QUESTIONS ON THE MATERIAL:
a. Reproduce the passage on U.S. government debt between "The issue isn’t" and "in the U.S.).", inclusive.
b. In the passage on U.S. government debt, what did Modern Monetary Theory expect politicians to do once inflation set in?
c. Continue the passage on U.S. government debt from where it stops.

PASSAGE TO READ:
=== Section Start ===

It wasn’t so long ago that some experts said not to worry about government debt, that a country like the U.S. with debt in its own currency had little concern.
That was the Modern Monetary Theory (MMT) take, at least. An economic thesis for a reality that included social issues, politics, and the messy emotional baggage human interaction in all forms carries. Easy enough to ignore when interest rates were low to virtually non-existent.
That is no longer the case. Inflation has kicked in, which was a danger that MMT has recognized. But it expected politicians to act by increasing taxes to shrink the money supply — a decidedly fiscal action that the Federal Reserve cannot duplicate because it cannot directly take money away from those who have a surfeit. And now the country is in deep trouble that will take many years to straighten out. Years that we as a nation seem ever disinclined to invest.
Politicians aren’t regularly inclined to increase taxes, and even when they do, they focus on some boogie man like billionaires. Who, despite how much they get away with, are not an easy answer to appease a segment of voters, after which, elected officials can continue to ignore fundamental problems.
The issue isn’t debt as an amorphous blob. Although there are arguments one could make that during the pandemic a lot of financial help went to people and organizations that didn’t truly need it, the wide net was probably necessary to get passage of measures that were critical. The resulting financial crisis was short-lived and, frankly, overall people seem to have recovered faster and more completely than after the Great Recession (which seems to have been renamed the Global Financial Crisis as both an acknowledgment of an international problem and a way to push off the self-inflicted nature of the injury in the U.S.).
The problematic debt is the ongoing insistence on spending without revenues to cover the costs. It is the lack of fiscal discipline to put up surpluses when times are good to help offset the additional necessary expenses when times are bad. The willingness to keep increasing the defense budget far in excess of any other country in the world even though the U.S. is not technically in an active war anywhere. A refusal to negotiate and find a sustainable solution to healthcare costs for the entire nation, as we have either the first, second, or third highest (depending on which numbers you look at) healthcare expenses per capita with far from the first, second, or third best outcomes. One reason for which is because we focus on the desires of the wealthy to live as close to forever as humanly possible at any cost and ignore the many millions who can’t get competent care and proper treatment, which means the average results drop.

=== Section End ===

INFORMATION PROVIDED:
=== Section Start ===

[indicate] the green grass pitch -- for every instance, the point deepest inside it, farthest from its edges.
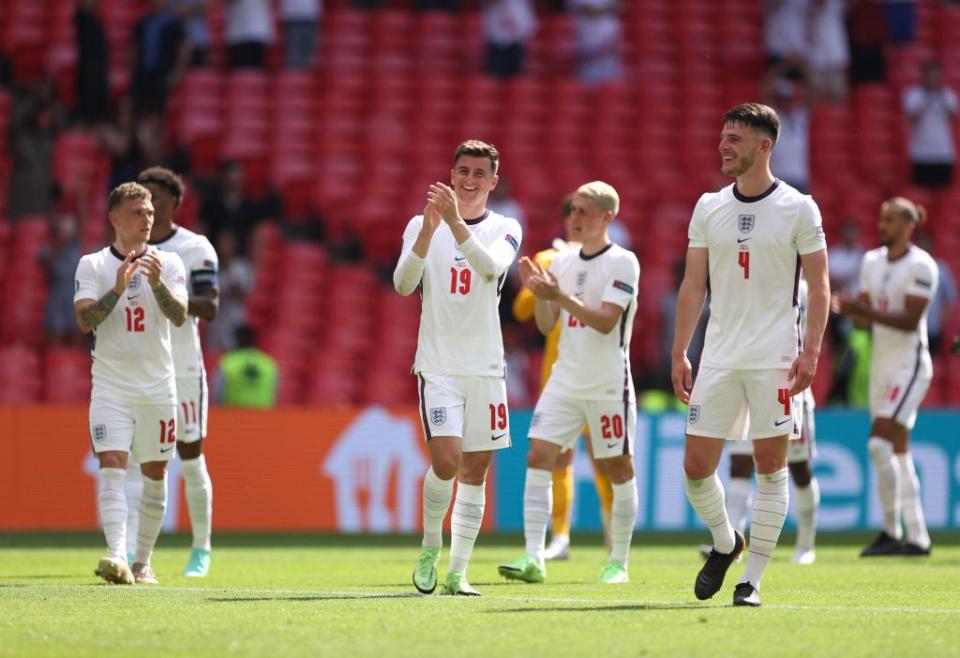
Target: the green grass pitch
(321, 595)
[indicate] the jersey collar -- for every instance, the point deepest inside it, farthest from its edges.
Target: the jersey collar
(583, 256)
(760, 197)
(168, 236)
(119, 256)
(471, 222)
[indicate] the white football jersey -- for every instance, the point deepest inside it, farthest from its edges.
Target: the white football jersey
(132, 354)
(888, 283)
(201, 263)
(591, 365)
(754, 246)
(459, 316)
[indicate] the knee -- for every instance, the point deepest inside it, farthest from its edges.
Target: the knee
(189, 450)
(741, 466)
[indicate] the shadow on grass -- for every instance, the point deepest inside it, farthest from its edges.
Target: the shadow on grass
(632, 607)
(311, 597)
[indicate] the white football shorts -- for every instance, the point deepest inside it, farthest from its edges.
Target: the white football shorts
(560, 420)
(897, 392)
(752, 404)
(474, 409)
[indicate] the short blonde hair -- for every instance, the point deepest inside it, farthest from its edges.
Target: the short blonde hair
(603, 195)
(907, 209)
(125, 191)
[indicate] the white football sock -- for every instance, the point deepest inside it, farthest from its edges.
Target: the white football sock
(808, 500)
(199, 493)
(465, 523)
(112, 504)
(911, 503)
(623, 517)
(739, 498)
(766, 522)
(436, 501)
(888, 483)
(706, 496)
(537, 505)
(153, 504)
(133, 486)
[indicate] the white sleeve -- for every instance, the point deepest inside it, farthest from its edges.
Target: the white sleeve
(204, 268)
(621, 288)
(174, 274)
(409, 270)
(493, 262)
(809, 236)
(912, 101)
(85, 281)
(697, 232)
(923, 279)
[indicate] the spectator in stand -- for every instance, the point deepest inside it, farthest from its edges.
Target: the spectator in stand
(785, 35)
(160, 53)
(301, 29)
(791, 154)
(236, 281)
(248, 32)
(59, 259)
(868, 38)
(946, 296)
(828, 54)
(247, 377)
(848, 350)
(35, 121)
(227, 207)
(901, 20)
(931, 108)
(599, 38)
(131, 142)
(508, 25)
(501, 200)
(193, 13)
(91, 71)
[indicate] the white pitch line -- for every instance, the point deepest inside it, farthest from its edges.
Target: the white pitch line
(599, 603)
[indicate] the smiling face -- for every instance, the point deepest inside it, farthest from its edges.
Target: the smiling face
(740, 147)
(894, 227)
(472, 179)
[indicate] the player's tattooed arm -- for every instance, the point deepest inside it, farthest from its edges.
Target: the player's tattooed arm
(173, 307)
(91, 314)
(204, 303)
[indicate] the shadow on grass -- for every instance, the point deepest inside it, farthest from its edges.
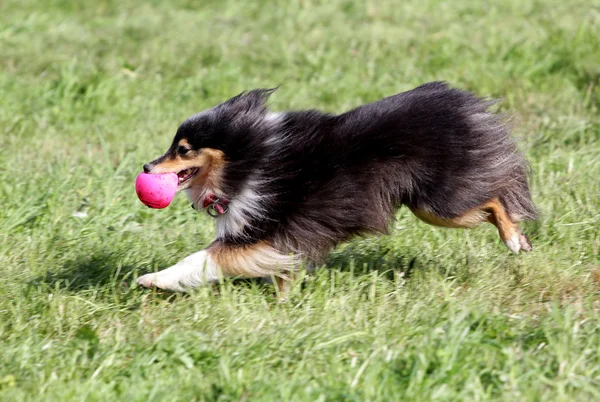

=== Section End ===

RESPONSES TO THE TASKS:
a.
The issue isn’t debt as an amorphous blob. Although there are arguments one could make that during the pandemic a lot of financial help went to people and organizations that didn’t truly need it, the wide net was probably necessary to get passage of measures that were critical. The resulting financial crisis was short-lived and, frankly, overall people seem to have recovered faster and more completely than after the Great Recession (which seems to have been renamed the Global Financial Crisis as both an acknowledgment of an international problem and a way to push off the self-inflicted nature of the injury in the U.S.).

b. Increase taxes to shrink the money supply.

c.
So, when people complain or are concerned about discretionary U.S. government spending and then point to something like foreign aid — between 1% and 2% of the national budget and a third of which is military equipment and training, which means money going into the pockets of defense contractors — they aren’t serious about controlling the deficit. Instead, the protestations are performative. Anyone seriously concerned about the national debt and annual deficits must ask about military spending. It currently by far the single largest category of discretionary spending.
That will end within a few years because interest on the national debt will take over and become the largest line item.
If someone is concerned about “entitlement spending,” including both Social Security and Medicare, then they again are not serious until they address fundamental problems like healthcare costs — a burden to everyone of every age — and the cutoff at which the wealthier no longer have to pay the tax that everyone else must, whether because of the upper limits on income for FICA.
The problems are systemic and solvable, except that few people are willing to make any sacrifice for others and coming generations.
Unless we take the smaller inconveniences, the large ones will drown us all.